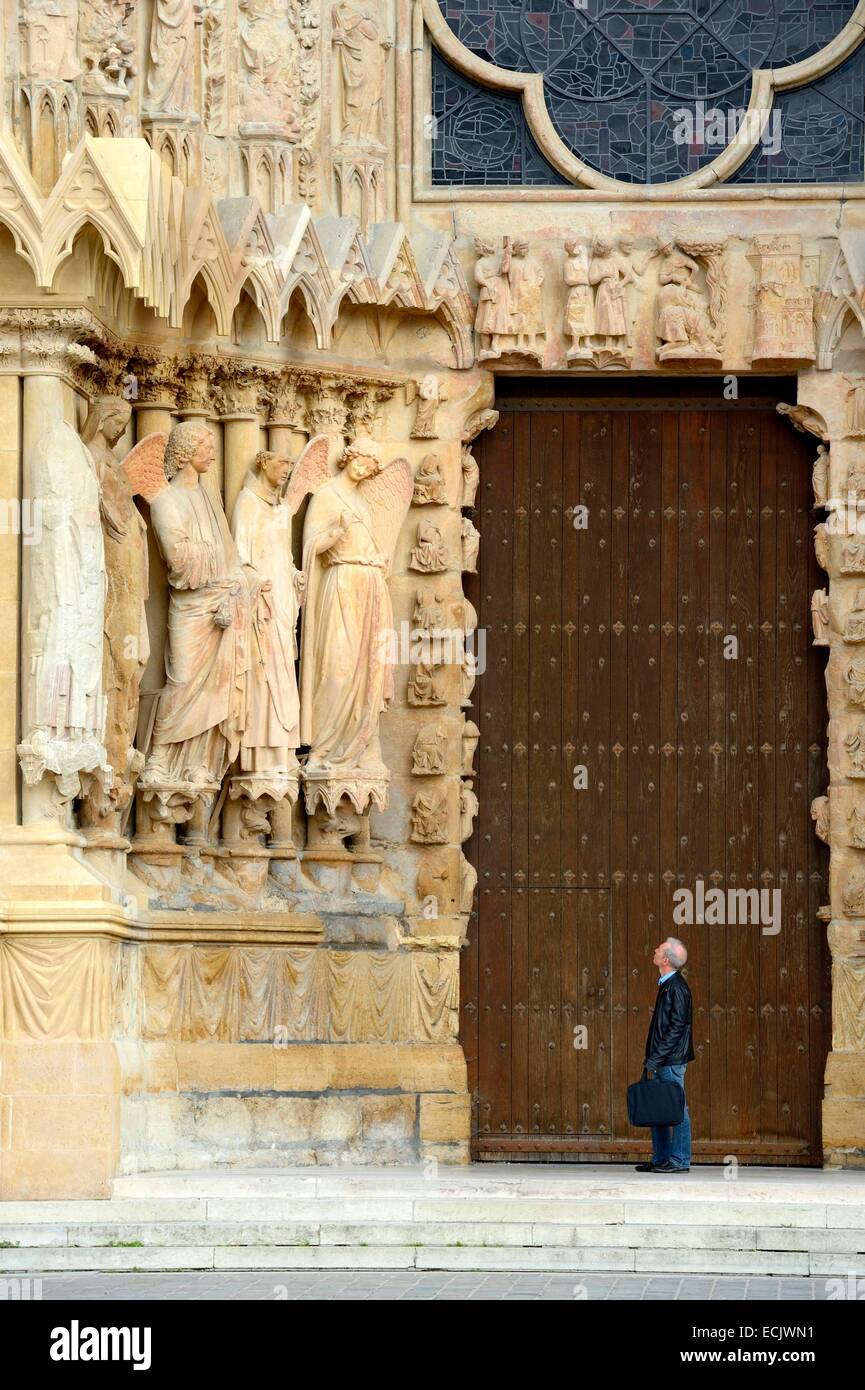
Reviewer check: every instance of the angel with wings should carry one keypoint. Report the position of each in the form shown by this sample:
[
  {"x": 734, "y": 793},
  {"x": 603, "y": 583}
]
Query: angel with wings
[
  {"x": 200, "y": 710},
  {"x": 262, "y": 527},
  {"x": 346, "y": 674}
]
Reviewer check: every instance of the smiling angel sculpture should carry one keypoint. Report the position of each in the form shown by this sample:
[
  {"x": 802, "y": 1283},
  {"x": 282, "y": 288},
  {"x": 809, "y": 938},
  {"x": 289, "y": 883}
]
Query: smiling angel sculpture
[{"x": 346, "y": 676}]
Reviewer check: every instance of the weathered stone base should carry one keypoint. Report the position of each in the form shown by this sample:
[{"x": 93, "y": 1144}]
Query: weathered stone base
[
  {"x": 844, "y": 1111},
  {"x": 263, "y": 1105}
]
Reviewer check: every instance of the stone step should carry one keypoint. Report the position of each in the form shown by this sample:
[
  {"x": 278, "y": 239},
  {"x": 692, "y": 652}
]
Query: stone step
[
  {"x": 417, "y": 1235},
  {"x": 591, "y": 1258}
]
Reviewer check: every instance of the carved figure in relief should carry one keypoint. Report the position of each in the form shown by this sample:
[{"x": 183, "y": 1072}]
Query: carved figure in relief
[
  {"x": 127, "y": 644},
  {"x": 170, "y": 74},
  {"x": 430, "y": 555},
  {"x": 270, "y": 77},
  {"x": 492, "y": 320},
  {"x": 819, "y": 617},
  {"x": 64, "y": 709},
  {"x": 430, "y": 819},
  {"x": 853, "y": 894},
  {"x": 106, "y": 46},
  {"x": 469, "y": 741},
  {"x": 684, "y": 324},
  {"x": 853, "y": 558},
  {"x": 821, "y": 546},
  {"x": 200, "y": 710},
  {"x": 472, "y": 476},
  {"x": 429, "y": 483},
  {"x": 819, "y": 815},
  {"x": 346, "y": 674},
  {"x": 360, "y": 56},
  {"x": 854, "y": 628},
  {"x": 429, "y": 752},
  {"x": 430, "y": 398},
  {"x": 855, "y": 683},
  {"x": 426, "y": 685},
  {"x": 49, "y": 31},
  {"x": 429, "y": 615},
  {"x": 526, "y": 280},
  {"x": 262, "y": 527},
  {"x": 819, "y": 476},
  {"x": 854, "y": 742},
  {"x": 467, "y": 811},
  {"x": 470, "y": 538},
  {"x": 580, "y": 307},
  {"x": 605, "y": 273}
]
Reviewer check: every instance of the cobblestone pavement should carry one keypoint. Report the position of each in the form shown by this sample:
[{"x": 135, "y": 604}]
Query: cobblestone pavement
[{"x": 423, "y": 1285}]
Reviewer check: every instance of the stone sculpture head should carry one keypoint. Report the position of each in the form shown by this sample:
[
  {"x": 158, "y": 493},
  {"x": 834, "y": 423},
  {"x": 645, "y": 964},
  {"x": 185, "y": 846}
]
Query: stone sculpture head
[
  {"x": 273, "y": 467},
  {"x": 360, "y": 459},
  {"x": 107, "y": 416},
  {"x": 189, "y": 444}
]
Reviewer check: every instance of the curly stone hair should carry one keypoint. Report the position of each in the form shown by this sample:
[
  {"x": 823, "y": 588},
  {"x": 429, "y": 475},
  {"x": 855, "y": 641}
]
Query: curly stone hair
[{"x": 182, "y": 444}]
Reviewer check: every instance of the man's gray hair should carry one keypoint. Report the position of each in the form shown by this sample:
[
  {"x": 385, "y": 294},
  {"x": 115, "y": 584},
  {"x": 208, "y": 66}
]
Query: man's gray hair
[{"x": 676, "y": 952}]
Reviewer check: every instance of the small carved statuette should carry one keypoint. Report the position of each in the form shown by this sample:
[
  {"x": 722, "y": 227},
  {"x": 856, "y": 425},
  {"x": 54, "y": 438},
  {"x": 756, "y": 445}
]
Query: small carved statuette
[
  {"x": 819, "y": 815},
  {"x": 854, "y": 744},
  {"x": 429, "y": 752},
  {"x": 854, "y": 628},
  {"x": 430, "y": 819},
  {"x": 819, "y": 477},
  {"x": 470, "y": 538},
  {"x": 853, "y": 894},
  {"x": 429, "y": 483},
  {"x": 426, "y": 685},
  {"x": 430, "y": 396},
  {"x": 430, "y": 555},
  {"x": 855, "y": 683},
  {"x": 819, "y": 617}
]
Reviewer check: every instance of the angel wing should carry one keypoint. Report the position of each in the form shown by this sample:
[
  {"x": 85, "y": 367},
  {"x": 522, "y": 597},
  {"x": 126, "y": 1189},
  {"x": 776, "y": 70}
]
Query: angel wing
[
  {"x": 388, "y": 496},
  {"x": 309, "y": 471},
  {"x": 145, "y": 466}
]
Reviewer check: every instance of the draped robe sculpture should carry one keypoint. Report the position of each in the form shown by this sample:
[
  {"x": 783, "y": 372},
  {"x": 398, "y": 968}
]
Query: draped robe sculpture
[
  {"x": 346, "y": 677},
  {"x": 125, "y": 648},
  {"x": 64, "y": 710},
  {"x": 262, "y": 528},
  {"x": 202, "y": 708}
]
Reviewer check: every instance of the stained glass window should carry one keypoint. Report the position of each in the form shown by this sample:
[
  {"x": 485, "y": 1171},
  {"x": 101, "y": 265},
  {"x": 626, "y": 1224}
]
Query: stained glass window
[{"x": 647, "y": 91}]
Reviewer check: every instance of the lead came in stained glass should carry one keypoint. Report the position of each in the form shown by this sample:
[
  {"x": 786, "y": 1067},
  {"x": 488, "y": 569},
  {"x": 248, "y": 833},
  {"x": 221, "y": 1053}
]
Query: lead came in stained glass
[{"x": 622, "y": 79}]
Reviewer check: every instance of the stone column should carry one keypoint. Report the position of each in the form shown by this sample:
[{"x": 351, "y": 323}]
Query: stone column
[{"x": 241, "y": 388}]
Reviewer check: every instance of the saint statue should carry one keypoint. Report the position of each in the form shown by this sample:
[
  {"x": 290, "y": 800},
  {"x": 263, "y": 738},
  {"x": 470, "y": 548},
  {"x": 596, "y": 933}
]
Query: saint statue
[
  {"x": 346, "y": 674},
  {"x": 359, "y": 59},
  {"x": 200, "y": 713},
  {"x": 127, "y": 644},
  {"x": 262, "y": 527},
  {"x": 168, "y": 89}
]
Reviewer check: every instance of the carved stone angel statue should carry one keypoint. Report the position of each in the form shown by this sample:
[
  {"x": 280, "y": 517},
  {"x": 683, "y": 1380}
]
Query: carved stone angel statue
[
  {"x": 64, "y": 597},
  {"x": 127, "y": 644},
  {"x": 262, "y": 528},
  {"x": 200, "y": 710},
  {"x": 346, "y": 676}
]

- Assignment
The data is to be printed again exactly, but without its pictures.

- Result for this task
Reviewer check: every instance of the angel with wings should carry one keypoint. Report the position of each in the form shown by this sample:
[
  {"x": 734, "y": 793},
  {"x": 603, "y": 583}
]
Query: angel with wings
[
  {"x": 200, "y": 710},
  {"x": 262, "y": 527},
  {"x": 346, "y": 674}
]
Reviewer check: every instance of the smiling angel sculpture should carry one keypoint. Report the position of each in the form shown by this sample:
[
  {"x": 802, "y": 1283},
  {"x": 282, "y": 288},
  {"x": 809, "y": 938},
  {"x": 289, "y": 883}
]
Query: smiling angel sculpture
[{"x": 346, "y": 676}]
Reviewer check: every instance of the weathered stone base should carry one keypoint. Report the position of each in the form shown by this sample:
[{"x": 93, "y": 1144}]
Query: weathered stone base
[
  {"x": 844, "y": 1111},
  {"x": 263, "y": 1105}
]
Reviewer check: every instance of the stone step should carry one keypoint. Report the position of each in the form shown by this sample:
[
  {"x": 278, "y": 239},
  {"x": 692, "y": 652}
]
Query: stone step
[
  {"x": 417, "y": 1235},
  {"x": 591, "y": 1258}
]
Reviewer check: every instance of the carved figure in relief should carry one keypoint. Report the position of each in the form shown by this sample:
[{"x": 183, "y": 1072}]
Query: carved figure in relief
[
  {"x": 127, "y": 644},
  {"x": 170, "y": 74},
  {"x": 430, "y": 555},
  {"x": 270, "y": 77},
  {"x": 492, "y": 320},
  {"x": 819, "y": 617},
  {"x": 64, "y": 709},
  {"x": 430, "y": 819},
  {"x": 853, "y": 894},
  {"x": 106, "y": 46},
  {"x": 469, "y": 741},
  {"x": 684, "y": 324},
  {"x": 853, "y": 558},
  {"x": 821, "y": 546},
  {"x": 200, "y": 710},
  {"x": 472, "y": 476},
  {"x": 429, "y": 483},
  {"x": 819, "y": 815},
  {"x": 346, "y": 674},
  {"x": 360, "y": 56},
  {"x": 854, "y": 628},
  {"x": 429, "y": 752},
  {"x": 430, "y": 398},
  {"x": 855, "y": 683},
  {"x": 426, "y": 685},
  {"x": 49, "y": 31},
  {"x": 429, "y": 615},
  {"x": 526, "y": 280},
  {"x": 262, "y": 527},
  {"x": 819, "y": 476},
  {"x": 854, "y": 742},
  {"x": 467, "y": 811},
  {"x": 470, "y": 538},
  {"x": 580, "y": 307},
  {"x": 605, "y": 273}
]
Reviewer check: every instance of the cobblestone pavement should carry one keypoint. Report the position of each in the form shown by this sample:
[{"x": 135, "y": 604}]
Query: cobblestone pavement
[{"x": 423, "y": 1285}]
Reviewer check: every instance of the stone sculpture head should carry one keypoint. Report the position of each in the form shown by this sample:
[
  {"x": 158, "y": 493},
  {"x": 834, "y": 423},
  {"x": 645, "y": 964},
  {"x": 185, "y": 846}
]
Query: stone sculpture head
[
  {"x": 273, "y": 467},
  {"x": 360, "y": 459},
  {"x": 107, "y": 416},
  {"x": 189, "y": 444}
]
Reviewer check: every instance of the curly stone hair should carry one keypoint. Report the position of each in the form shown by this sample:
[
  {"x": 823, "y": 588},
  {"x": 429, "y": 475},
  {"x": 855, "y": 641}
]
Query: curly stone hair
[{"x": 182, "y": 444}]
Reviewer check: every instance of the man's gray hair should carry one keypoint. Report the position of each in the form shown by this sample:
[
  {"x": 385, "y": 294},
  {"x": 115, "y": 584},
  {"x": 208, "y": 66}
]
Query: man's gray hair
[{"x": 676, "y": 952}]
Reviewer check: every instance of the small carved statuette should carry one keypoint. Report the position of each in the form shown by this sample:
[
  {"x": 722, "y": 227},
  {"x": 856, "y": 425},
  {"x": 54, "y": 438},
  {"x": 756, "y": 445}
]
Query: small carved statuette
[
  {"x": 819, "y": 815},
  {"x": 854, "y": 744},
  {"x": 429, "y": 752},
  {"x": 854, "y": 628},
  {"x": 430, "y": 819},
  {"x": 819, "y": 477},
  {"x": 470, "y": 538},
  {"x": 853, "y": 894},
  {"x": 429, "y": 483},
  {"x": 426, "y": 685},
  {"x": 430, "y": 396},
  {"x": 430, "y": 555},
  {"x": 855, "y": 683},
  {"x": 819, "y": 617}
]
Reviewer check: every instance of the angel wing should carry one keypoint. Report the position of each in the form shown by this sample:
[
  {"x": 85, "y": 367},
  {"x": 522, "y": 597},
  {"x": 126, "y": 1189},
  {"x": 776, "y": 70}
]
Query: angel wing
[
  {"x": 388, "y": 496},
  {"x": 309, "y": 471},
  {"x": 145, "y": 466}
]
Reviewer check: every instance of the draped robe sculpture should carry one keypoint. Report the position of each in the form shown by this sample:
[
  {"x": 783, "y": 372},
  {"x": 398, "y": 968}
]
Query: draped robe sculpture
[
  {"x": 346, "y": 677},
  {"x": 125, "y": 648},
  {"x": 64, "y": 710},
  {"x": 262, "y": 528},
  {"x": 202, "y": 708}
]
Reviewer check: every instance of the stained glass window should carry one keypoint. Report the position of each in the form shown by this sample:
[
  {"x": 485, "y": 1171},
  {"x": 101, "y": 265},
  {"x": 626, "y": 1224}
]
Query: stained glass window
[{"x": 647, "y": 91}]
Reviewer check: every instance of the lead came in stained glass should carry one keypoint. Report the position of each in the form shown by this sample:
[
  {"x": 786, "y": 1067},
  {"x": 488, "y": 569},
  {"x": 248, "y": 833},
  {"x": 221, "y": 1053}
]
Query: lead came in stained glass
[{"x": 622, "y": 79}]
Reviewer check: every instance of the stone column should carry one keypoint. Report the position of each in the form shown by this sample:
[{"x": 351, "y": 323}]
Query: stone column
[{"x": 241, "y": 388}]
Reviewer check: every instance of the saint statue should carry one keypoint. Report the position of each in the form shown by this sample:
[
  {"x": 290, "y": 800},
  {"x": 263, "y": 738},
  {"x": 470, "y": 548},
  {"x": 596, "y": 933}
]
Query: saint statue
[
  {"x": 346, "y": 674},
  {"x": 359, "y": 59},
  {"x": 200, "y": 713},
  {"x": 127, "y": 644},
  {"x": 262, "y": 527},
  {"x": 168, "y": 89}
]
Reviewer check: every instance of the carved stone angel statue should carry one keypoint. Report the position of each in the form shown by this sample:
[
  {"x": 280, "y": 517},
  {"x": 683, "y": 1380}
]
Query: carved stone angel statue
[
  {"x": 64, "y": 597},
  {"x": 127, "y": 644},
  {"x": 262, "y": 528},
  {"x": 200, "y": 710},
  {"x": 346, "y": 676}
]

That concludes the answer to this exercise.